Stored items from a collection:
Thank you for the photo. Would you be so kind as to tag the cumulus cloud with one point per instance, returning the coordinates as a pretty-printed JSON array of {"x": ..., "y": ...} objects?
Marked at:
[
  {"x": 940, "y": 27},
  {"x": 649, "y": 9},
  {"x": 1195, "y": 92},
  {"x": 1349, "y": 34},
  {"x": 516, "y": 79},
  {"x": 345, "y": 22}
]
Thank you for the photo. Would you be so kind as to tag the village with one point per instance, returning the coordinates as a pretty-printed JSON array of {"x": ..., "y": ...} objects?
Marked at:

--

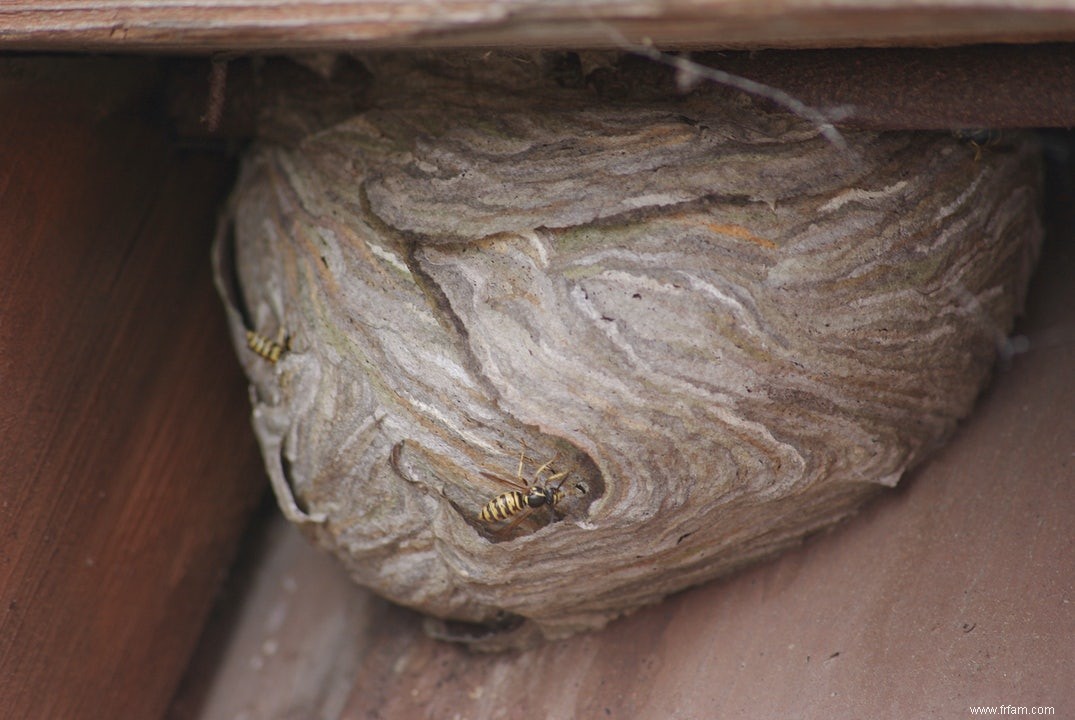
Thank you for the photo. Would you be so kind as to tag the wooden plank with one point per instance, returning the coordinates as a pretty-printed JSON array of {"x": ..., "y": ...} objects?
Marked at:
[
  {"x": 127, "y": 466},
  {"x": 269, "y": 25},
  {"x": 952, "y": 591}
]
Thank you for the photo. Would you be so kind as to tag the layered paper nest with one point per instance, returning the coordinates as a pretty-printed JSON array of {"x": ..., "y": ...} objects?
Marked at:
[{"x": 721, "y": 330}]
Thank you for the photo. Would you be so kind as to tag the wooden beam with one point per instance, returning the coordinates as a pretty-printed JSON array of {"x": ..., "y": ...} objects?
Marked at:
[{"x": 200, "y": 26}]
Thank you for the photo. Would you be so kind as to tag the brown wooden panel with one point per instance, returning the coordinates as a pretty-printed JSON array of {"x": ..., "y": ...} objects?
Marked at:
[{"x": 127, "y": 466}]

Exercise description: Whenever a line above contains "JSON", copy that line.

Result for this task:
Thank you for the photo. Would you be so kind as to tag the cumulus cloud with one point per instance, returning the coordinates as a pretty-printed JSON array of {"x": ..., "y": ...} objects?
Thank you for the photo. Would you be so kind as to tag the village with one point per instance, returning the coordinates as a pretty-printed JSON array of {"x": ..., "y": ...} objects?
Thank you for the photo. Would you be so kind as to tag the wooden plank with one point per instance, returning the coordinates as a pretty-printed JSON array of {"x": ..., "y": ...} objects?
Thank you for the photo. Would you be so kind as to tag the layered paper nest with one point per instance, returning the coordinates as a pretty-printed JSON array of {"x": ..., "y": ...} objects?
Thank you for the photo. Would you be so kind as to tag the wooden beam with one point per instance, returning the coordinates as a pretty-printed JSON array of {"x": ..., "y": ...} objects?
Thank you for the photo. Would you be so kind as to tag the brown wooden panel with one point per instance, returning the coordinates as a pretty-printed JSON array of {"x": ..., "y": ...} objects?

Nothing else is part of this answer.